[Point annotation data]
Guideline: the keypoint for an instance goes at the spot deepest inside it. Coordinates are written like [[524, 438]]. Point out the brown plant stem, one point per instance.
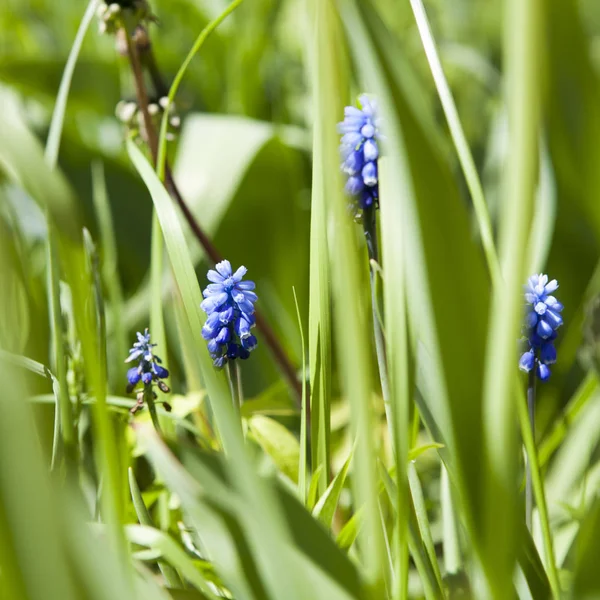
[[277, 350]]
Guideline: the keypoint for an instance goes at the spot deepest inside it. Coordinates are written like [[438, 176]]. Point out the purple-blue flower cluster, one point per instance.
[[149, 367], [229, 305], [360, 150], [542, 320]]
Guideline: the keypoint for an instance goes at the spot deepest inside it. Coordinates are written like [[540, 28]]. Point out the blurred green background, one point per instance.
[[243, 162]]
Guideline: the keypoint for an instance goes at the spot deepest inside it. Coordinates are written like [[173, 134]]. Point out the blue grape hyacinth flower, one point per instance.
[[229, 305], [359, 149], [149, 368], [542, 319]]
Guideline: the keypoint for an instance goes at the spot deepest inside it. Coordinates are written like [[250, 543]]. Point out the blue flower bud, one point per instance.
[[229, 304], [359, 149], [542, 319]]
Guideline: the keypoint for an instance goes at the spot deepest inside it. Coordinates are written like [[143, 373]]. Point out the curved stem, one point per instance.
[[149, 400], [277, 350], [370, 228]]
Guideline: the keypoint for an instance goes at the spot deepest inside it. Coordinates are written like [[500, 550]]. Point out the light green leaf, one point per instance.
[[278, 443]]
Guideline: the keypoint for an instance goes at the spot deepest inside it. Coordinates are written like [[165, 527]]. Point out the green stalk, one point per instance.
[[67, 426], [370, 229], [523, 64], [110, 273], [149, 400], [169, 573], [540, 497], [302, 467], [460, 141], [528, 484]]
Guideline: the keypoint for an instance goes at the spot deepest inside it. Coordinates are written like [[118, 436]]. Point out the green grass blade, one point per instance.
[[423, 520], [324, 509], [319, 312], [162, 139], [58, 116], [110, 271], [460, 141], [27, 505], [578, 402], [302, 466], [67, 426], [169, 573], [263, 522], [345, 261], [452, 556], [145, 535], [523, 23], [540, 496]]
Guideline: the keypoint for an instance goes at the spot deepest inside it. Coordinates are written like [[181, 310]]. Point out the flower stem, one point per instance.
[[233, 380], [149, 399], [370, 228], [529, 483], [279, 354], [237, 369]]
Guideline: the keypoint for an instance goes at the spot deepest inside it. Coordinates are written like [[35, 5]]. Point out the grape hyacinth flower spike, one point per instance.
[[229, 306], [148, 371], [359, 149], [542, 320]]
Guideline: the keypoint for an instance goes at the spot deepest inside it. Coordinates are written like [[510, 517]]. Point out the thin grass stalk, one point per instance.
[[540, 496], [279, 354], [302, 466], [452, 556], [522, 47], [531, 389], [460, 141], [110, 272], [67, 426], [150, 403], [319, 309], [355, 372], [370, 230], [204, 34], [169, 573]]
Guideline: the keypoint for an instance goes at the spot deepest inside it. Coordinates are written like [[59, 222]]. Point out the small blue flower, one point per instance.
[[149, 368], [359, 149], [229, 305], [542, 319]]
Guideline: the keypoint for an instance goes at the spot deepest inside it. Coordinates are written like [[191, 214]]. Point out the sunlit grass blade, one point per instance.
[[451, 539], [32, 537], [523, 24], [540, 496], [448, 354], [459, 139], [319, 317], [324, 509], [110, 272], [302, 465], [423, 520], [56, 125], [67, 425], [145, 535], [578, 402], [351, 335], [169, 573], [263, 522], [162, 140]]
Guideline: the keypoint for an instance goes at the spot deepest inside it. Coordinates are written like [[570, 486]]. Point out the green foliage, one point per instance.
[[490, 168]]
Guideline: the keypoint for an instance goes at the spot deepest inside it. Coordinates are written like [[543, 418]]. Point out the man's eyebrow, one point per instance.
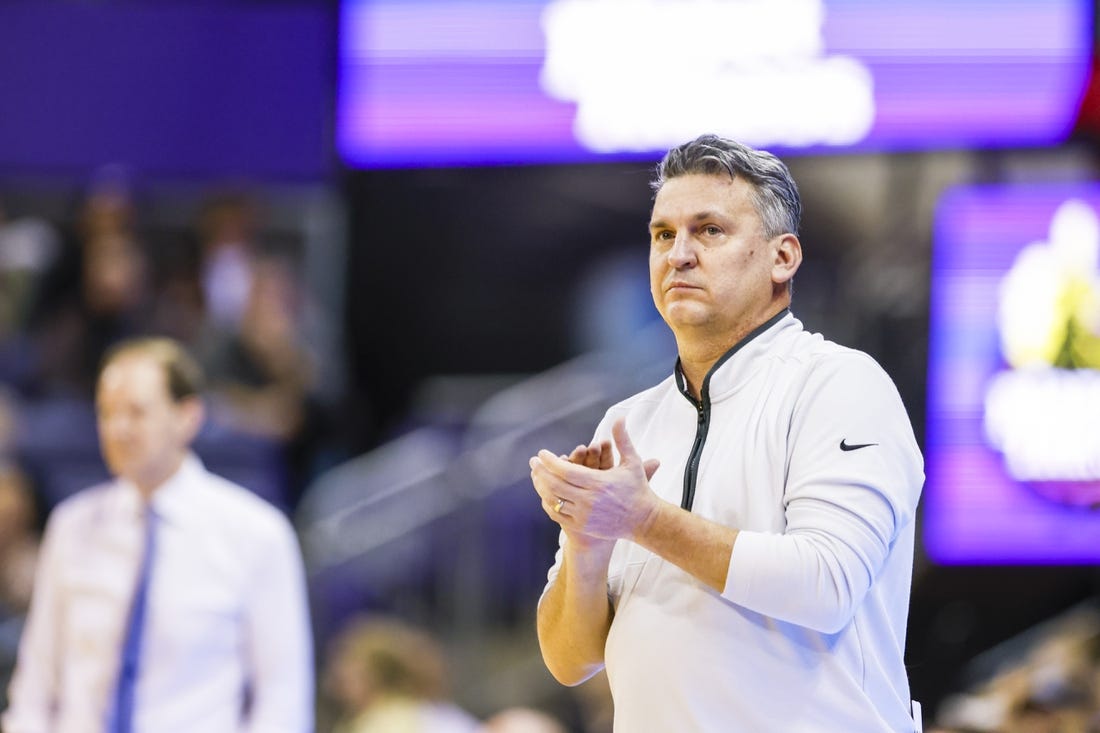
[[660, 223]]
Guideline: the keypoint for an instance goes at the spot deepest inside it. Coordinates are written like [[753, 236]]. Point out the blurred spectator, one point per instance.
[[29, 247], [19, 554], [96, 294], [228, 243], [387, 677], [262, 374], [19, 539], [1052, 687], [521, 720]]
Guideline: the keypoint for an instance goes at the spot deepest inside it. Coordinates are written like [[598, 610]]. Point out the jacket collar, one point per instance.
[[734, 367]]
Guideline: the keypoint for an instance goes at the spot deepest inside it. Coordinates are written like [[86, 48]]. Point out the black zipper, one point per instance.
[[703, 409]]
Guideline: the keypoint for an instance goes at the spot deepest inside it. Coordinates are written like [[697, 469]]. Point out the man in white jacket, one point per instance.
[[741, 558]]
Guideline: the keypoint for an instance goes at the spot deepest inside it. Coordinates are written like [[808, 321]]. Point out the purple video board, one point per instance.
[[1013, 404], [495, 81]]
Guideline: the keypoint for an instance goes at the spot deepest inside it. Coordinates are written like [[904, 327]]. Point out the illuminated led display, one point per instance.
[[491, 81], [1013, 405]]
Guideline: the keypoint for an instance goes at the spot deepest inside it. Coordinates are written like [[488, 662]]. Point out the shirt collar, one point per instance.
[[169, 502]]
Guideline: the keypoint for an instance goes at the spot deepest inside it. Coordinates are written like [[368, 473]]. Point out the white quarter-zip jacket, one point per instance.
[[805, 447]]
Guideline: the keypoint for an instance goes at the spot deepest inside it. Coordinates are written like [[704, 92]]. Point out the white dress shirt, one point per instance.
[[228, 642]]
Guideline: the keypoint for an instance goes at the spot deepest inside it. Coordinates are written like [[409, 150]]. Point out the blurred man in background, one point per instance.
[[754, 544], [168, 599]]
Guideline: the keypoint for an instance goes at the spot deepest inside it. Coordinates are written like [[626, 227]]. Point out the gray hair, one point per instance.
[[774, 194]]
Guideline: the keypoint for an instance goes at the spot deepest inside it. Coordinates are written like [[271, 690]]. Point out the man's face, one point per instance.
[[711, 265], [143, 433]]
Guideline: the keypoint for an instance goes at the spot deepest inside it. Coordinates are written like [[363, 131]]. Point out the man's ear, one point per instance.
[[788, 256], [191, 415]]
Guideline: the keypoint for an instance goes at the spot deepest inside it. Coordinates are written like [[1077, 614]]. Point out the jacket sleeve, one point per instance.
[[854, 478]]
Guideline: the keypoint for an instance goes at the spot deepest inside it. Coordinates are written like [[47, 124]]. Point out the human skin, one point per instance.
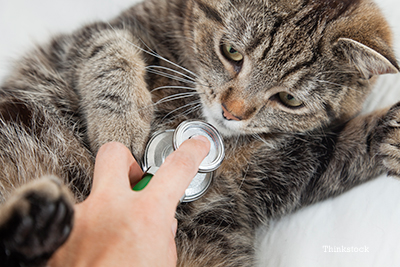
[[116, 226]]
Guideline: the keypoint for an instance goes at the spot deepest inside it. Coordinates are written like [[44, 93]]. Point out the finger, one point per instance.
[[115, 168], [178, 170]]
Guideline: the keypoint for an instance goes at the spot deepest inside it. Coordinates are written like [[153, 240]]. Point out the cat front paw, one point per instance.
[[35, 221], [389, 135]]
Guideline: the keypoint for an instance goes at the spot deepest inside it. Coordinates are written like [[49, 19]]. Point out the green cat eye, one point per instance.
[[289, 100], [231, 53]]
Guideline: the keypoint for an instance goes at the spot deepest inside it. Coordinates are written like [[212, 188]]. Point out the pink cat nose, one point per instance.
[[227, 115]]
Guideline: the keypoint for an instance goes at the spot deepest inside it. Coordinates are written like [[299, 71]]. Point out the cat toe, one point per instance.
[[35, 222], [389, 135]]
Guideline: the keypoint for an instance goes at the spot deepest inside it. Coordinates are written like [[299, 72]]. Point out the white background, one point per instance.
[[367, 216]]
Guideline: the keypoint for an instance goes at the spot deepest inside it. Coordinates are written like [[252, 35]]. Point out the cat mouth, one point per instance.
[[223, 122]]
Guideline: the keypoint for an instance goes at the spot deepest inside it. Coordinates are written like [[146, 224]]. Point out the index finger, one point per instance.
[[178, 170]]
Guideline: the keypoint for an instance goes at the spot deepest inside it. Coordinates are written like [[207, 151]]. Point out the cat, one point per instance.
[[283, 82]]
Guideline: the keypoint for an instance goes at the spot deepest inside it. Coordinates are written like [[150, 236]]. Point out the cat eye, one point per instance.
[[231, 53], [289, 100]]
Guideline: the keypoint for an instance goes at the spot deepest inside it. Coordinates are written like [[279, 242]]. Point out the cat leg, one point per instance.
[[34, 222], [367, 147], [36, 214], [212, 232], [116, 103]]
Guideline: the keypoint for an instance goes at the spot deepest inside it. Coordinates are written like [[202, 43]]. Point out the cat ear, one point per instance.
[[367, 60]]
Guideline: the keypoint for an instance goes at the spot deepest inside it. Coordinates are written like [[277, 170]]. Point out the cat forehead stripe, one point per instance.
[[210, 12]]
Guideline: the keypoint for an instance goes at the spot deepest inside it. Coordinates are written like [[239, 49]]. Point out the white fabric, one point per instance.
[[367, 218]]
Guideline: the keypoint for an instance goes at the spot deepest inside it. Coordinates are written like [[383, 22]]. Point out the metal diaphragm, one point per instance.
[[163, 143]]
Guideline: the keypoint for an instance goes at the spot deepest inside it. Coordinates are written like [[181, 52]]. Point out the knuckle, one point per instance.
[[182, 161]]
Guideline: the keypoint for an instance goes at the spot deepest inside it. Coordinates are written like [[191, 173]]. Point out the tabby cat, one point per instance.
[[282, 80]]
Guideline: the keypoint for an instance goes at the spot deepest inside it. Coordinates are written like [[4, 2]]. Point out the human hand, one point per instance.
[[116, 226]]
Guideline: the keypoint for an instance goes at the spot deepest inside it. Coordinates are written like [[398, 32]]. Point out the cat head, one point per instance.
[[287, 65]]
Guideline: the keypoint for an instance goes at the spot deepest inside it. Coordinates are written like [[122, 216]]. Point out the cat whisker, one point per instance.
[[153, 53], [173, 87], [175, 97], [170, 76], [169, 69], [197, 103]]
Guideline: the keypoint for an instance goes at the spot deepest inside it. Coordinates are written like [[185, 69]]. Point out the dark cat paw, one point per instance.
[[35, 221], [389, 140]]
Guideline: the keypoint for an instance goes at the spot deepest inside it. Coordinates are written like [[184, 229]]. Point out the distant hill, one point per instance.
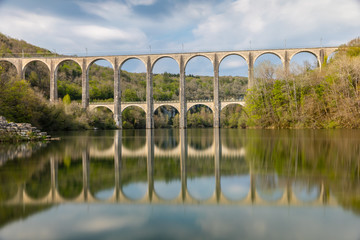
[[133, 85]]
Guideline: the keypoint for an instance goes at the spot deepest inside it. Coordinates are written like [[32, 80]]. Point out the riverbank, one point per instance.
[[17, 132]]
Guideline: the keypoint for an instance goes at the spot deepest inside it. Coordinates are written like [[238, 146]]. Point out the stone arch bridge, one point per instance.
[[149, 61]]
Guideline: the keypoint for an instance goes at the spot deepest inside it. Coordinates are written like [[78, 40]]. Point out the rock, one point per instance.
[[10, 131]]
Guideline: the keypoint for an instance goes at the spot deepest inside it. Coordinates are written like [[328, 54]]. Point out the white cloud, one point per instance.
[[99, 33], [141, 2]]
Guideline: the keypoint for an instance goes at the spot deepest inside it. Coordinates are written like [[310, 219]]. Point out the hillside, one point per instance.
[[166, 86]]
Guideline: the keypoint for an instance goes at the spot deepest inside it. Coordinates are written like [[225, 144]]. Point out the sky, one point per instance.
[[109, 27]]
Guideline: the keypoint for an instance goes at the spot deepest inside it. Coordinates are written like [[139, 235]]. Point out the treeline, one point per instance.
[[133, 85], [326, 98]]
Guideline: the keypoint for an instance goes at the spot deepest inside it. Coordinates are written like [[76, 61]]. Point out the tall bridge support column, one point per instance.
[[86, 173], [183, 157], [217, 158], [117, 163], [216, 93], [287, 64], [150, 161], [117, 96], [182, 97], [53, 83], [85, 97], [149, 96], [20, 71], [251, 78]]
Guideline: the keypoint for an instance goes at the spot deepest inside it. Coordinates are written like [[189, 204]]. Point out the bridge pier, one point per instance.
[[251, 77], [150, 161], [85, 96], [53, 83], [216, 94], [149, 96], [182, 95], [117, 96], [183, 157]]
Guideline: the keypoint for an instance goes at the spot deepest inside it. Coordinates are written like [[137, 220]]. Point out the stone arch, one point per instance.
[[129, 121], [233, 76], [27, 63], [131, 58], [102, 106], [197, 55], [165, 118], [75, 60], [273, 53], [232, 54], [167, 104], [107, 91], [208, 104], [90, 63], [131, 92], [38, 73], [134, 105], [225, 104], [164, 57], [56, 75], [307, 51], [9, 65]]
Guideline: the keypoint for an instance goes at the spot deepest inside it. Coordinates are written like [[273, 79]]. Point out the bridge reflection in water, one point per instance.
[[258, 189]]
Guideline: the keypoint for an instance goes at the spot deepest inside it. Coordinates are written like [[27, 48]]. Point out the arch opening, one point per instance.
[[166, 76], [134, 139], [199, 79], [37, 74], [303, 62], [133, 80], [101, 81], [69, 82], [231, 116], [7, 71], [233, 77], [200, 139], [199, 116], [166, 139], [133, 117], [268, 67], [102, 117], [166, 117]]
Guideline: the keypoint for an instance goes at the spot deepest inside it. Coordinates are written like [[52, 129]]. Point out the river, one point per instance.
[[183, 184]]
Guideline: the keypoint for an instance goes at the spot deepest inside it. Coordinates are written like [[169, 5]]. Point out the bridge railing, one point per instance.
[[171, 101]]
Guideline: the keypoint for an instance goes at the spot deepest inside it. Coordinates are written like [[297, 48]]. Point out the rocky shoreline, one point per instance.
[[15, 132]]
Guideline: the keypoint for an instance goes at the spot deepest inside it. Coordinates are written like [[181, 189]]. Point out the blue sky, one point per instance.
[[108, 27]]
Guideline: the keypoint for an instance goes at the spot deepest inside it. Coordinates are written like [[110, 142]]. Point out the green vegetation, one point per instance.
[[312, 99], [70, 116]]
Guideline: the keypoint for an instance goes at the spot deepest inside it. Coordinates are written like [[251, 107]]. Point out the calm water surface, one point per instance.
[[194, 184]]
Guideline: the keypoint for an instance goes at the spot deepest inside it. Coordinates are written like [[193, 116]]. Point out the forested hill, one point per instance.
[[133, 85], [11, 47]]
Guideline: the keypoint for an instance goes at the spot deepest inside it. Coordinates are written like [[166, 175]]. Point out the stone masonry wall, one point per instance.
[[10, 131]]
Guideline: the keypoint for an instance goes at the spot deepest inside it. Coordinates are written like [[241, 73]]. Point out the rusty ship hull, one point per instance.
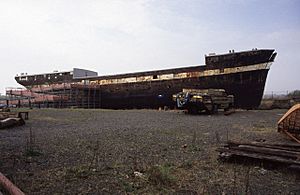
[[242, 74]]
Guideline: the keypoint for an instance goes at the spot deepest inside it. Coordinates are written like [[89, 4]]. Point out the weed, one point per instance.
[[161, 175], [31, 148], [76, 172]]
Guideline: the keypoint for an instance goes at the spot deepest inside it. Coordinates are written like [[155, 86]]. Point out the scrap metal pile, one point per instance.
[[287, 154]]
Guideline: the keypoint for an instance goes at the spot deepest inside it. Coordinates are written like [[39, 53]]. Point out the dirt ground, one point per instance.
[[139, 152]]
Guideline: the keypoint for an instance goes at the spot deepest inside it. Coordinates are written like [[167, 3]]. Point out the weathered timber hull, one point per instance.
[[242, 74], [247, 88]]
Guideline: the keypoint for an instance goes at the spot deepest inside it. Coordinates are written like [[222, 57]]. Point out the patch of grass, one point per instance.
[[128, 187], [161, 175], [32, 153], [77, 172]]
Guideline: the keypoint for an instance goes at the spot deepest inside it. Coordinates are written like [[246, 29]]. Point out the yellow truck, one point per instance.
[[200, 100]]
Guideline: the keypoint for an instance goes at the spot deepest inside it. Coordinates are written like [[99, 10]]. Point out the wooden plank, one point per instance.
[[272, 158]]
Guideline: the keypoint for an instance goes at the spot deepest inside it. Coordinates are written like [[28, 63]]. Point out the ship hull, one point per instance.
[[247, 88], [242, 74]]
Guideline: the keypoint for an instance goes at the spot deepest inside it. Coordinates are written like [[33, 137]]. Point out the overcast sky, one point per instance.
[[118, 36]]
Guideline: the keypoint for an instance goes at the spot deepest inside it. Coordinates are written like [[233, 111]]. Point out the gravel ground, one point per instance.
[[139, 152]]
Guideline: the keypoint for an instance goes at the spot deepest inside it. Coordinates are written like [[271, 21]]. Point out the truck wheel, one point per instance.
[[192, 110]]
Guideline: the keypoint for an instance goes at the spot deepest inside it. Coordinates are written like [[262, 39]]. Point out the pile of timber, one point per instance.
[[289, 124], [285, 154], [11, 119]]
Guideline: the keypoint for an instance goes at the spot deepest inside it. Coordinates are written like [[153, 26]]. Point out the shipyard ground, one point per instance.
[[139, 152]]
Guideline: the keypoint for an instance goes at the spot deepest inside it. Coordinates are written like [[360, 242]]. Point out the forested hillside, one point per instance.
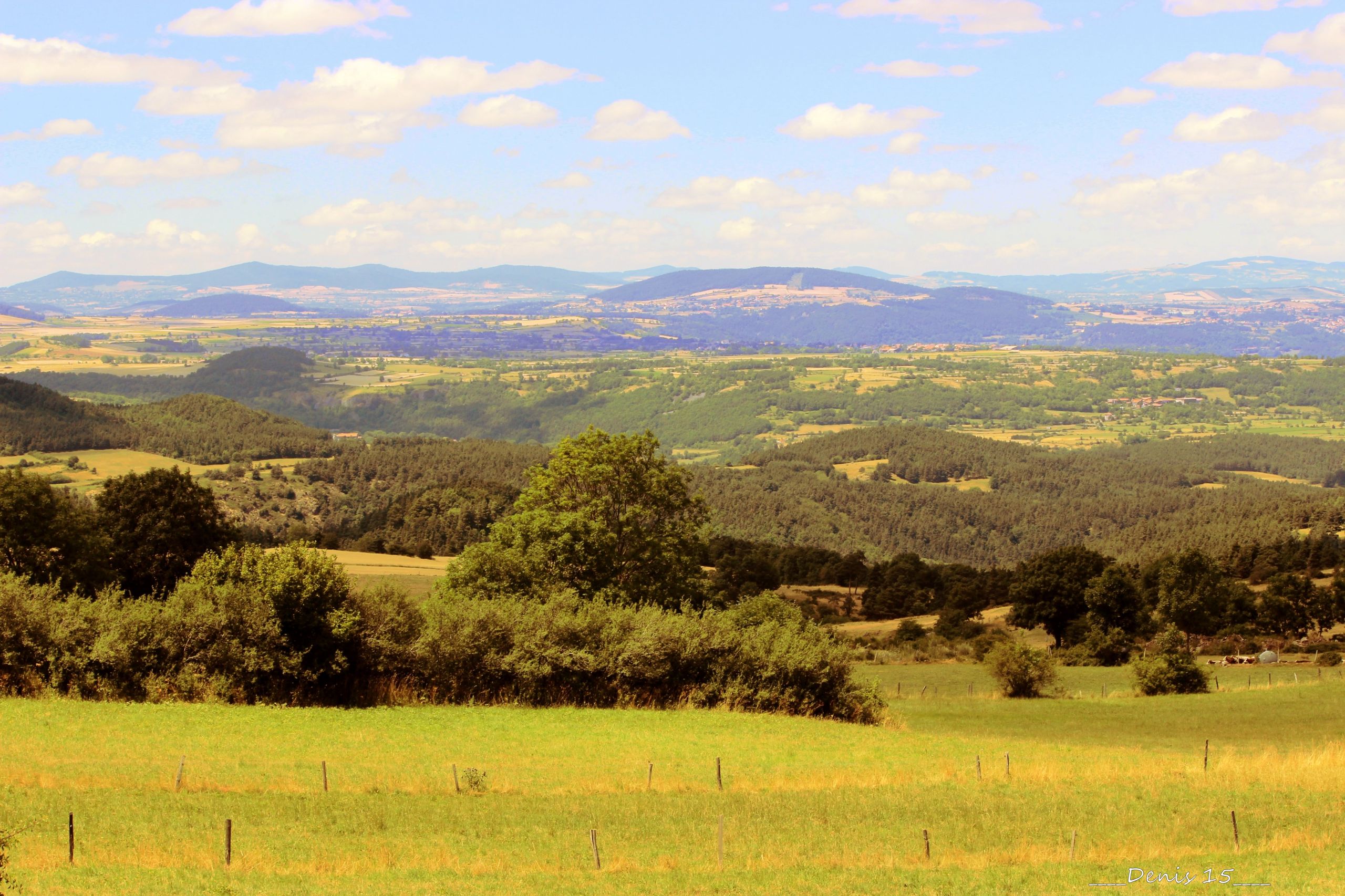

* TASK PROMPT
Lay out the lines from the one containing "man's ear, one point per instance." through the one containing "[[854, 478]]", inclusive, as a numbered list, omitting any blank lines.

* THE REPLY
1. Guideline: the keypoint for an instance goes at the spot deepest inside it. Coordinates are written like [[363, 131]]. Point out the man's ear, one point per instance.
2. [[788, 256], [191, 415]]
3. Guideline: the keypoint for an instance goes at the spot deepest inside it. Coordinates are written like [[1077, 614]]. Point out the jacket sleeve, one point per instance.
4. [[854, 478]]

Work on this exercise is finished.